Instructions for the task
Go through the material and set down every line without alteration.

Excerpted data
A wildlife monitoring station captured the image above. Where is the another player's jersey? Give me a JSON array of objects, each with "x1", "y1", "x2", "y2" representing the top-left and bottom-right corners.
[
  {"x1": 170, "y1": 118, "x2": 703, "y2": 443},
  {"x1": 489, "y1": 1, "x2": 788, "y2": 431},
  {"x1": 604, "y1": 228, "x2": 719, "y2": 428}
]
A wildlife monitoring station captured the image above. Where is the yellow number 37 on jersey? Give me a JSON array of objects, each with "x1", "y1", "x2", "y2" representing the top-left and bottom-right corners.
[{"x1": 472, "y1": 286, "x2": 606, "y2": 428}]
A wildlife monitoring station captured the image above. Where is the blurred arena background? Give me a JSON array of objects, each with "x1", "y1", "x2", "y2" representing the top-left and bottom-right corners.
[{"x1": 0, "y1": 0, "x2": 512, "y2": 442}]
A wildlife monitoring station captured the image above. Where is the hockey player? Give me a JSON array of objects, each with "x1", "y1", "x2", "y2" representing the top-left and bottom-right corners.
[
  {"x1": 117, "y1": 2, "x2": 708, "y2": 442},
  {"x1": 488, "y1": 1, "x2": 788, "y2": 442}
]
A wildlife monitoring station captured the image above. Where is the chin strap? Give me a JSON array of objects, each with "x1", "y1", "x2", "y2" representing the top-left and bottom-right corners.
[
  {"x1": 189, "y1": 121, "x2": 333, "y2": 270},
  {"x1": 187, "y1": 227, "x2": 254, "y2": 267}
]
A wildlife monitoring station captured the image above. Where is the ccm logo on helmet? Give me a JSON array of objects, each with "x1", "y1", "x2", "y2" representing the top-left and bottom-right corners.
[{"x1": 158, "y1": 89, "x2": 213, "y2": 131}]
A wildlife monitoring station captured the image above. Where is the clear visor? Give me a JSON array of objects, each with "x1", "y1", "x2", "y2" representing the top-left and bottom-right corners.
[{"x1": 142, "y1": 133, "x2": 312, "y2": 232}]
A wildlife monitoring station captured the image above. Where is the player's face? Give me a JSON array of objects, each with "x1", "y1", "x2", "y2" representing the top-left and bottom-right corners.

Exercise solution
A wildlife monitoring station captured the image above. Where is the another player's jersey? Give me a JSON array of objects, each with "x1", "y1", "x2", "y2" representing the top-left and bottom-right corners.
[
  {"x1": 170, "y1": 118, "x2": 703, "y2": 443},
  {"x1": 489, "y1": 1, "x2": 788, "y2": 431},
  {"x1": 604, "y1": 228, "x2": 719, "y2": 428}
]
A wildlife monitoring station captured the image above. Where is the yellow number 37 on jersey? Give me a JSON array of objects, each with "x1", "y1", "x2", "y2" representing the top-left and bottom-right corners.
[{"x1": 472, "y1": 286, "x2": 606, "y2": 428}]
A wildlife monitoring station captured the image above. Where is the blurred arena background? Give me a JSON array of objects, each with "x1", "y1", "x2", "y2" representing the top-left and bottom-right corners.
[{"x1": 0, "y1": 0, "x2": 512, "y2": 442}]
A wildlife monitoring station captured the image above. Where is the hockey player? Give me a JSON array of objects, each with "x1", "y1", "x2", "y2" representing the top-left and bottom-right corners.
[
  {"x1": 117, "y1": 2, "x2": 708, "y2": 442},
  {"x1": 488, "y1": 1, "x2": 788, "y2": 442}
]
A wildlife monitoring station captured the image above. Where is the chin strap? Give me a JSON array of objects, each with "x1", "y1", "x2", "y2" representing the top-left and bottom-right corners.
[
  {"x1": 189, "y1": 121, "x2": 333, "y2": 270},
  {"x1": 187, "y1": 227, "x2": 254, "y2": 267}
]
A wildlife monitoring station captured the image above. Where is the ccm logo on helmet? Give me a JSON array of objects, each with "x1", "y1", "x2", "y2" representing the top-left and bottom-right corners.
[{"x1": 158, "y1": 89, "x2": 213, "y2": 131}]
A wildlife monitoring station captured the image above. Where is the clear visor? Give me a JSON array of objects, each with "x1", "y1", "x2", "y2" representing the top-left and bottom-right corners.
[{"x1": 142, "y1": 133, "x2": 312, "y2": 232}]
A wildlife monitoring station captured the image above. Where is the player's face? Give me a JSON array of objects, each with "x1", "y1", "x2", "y2" representing the top-left and bottom-right corners.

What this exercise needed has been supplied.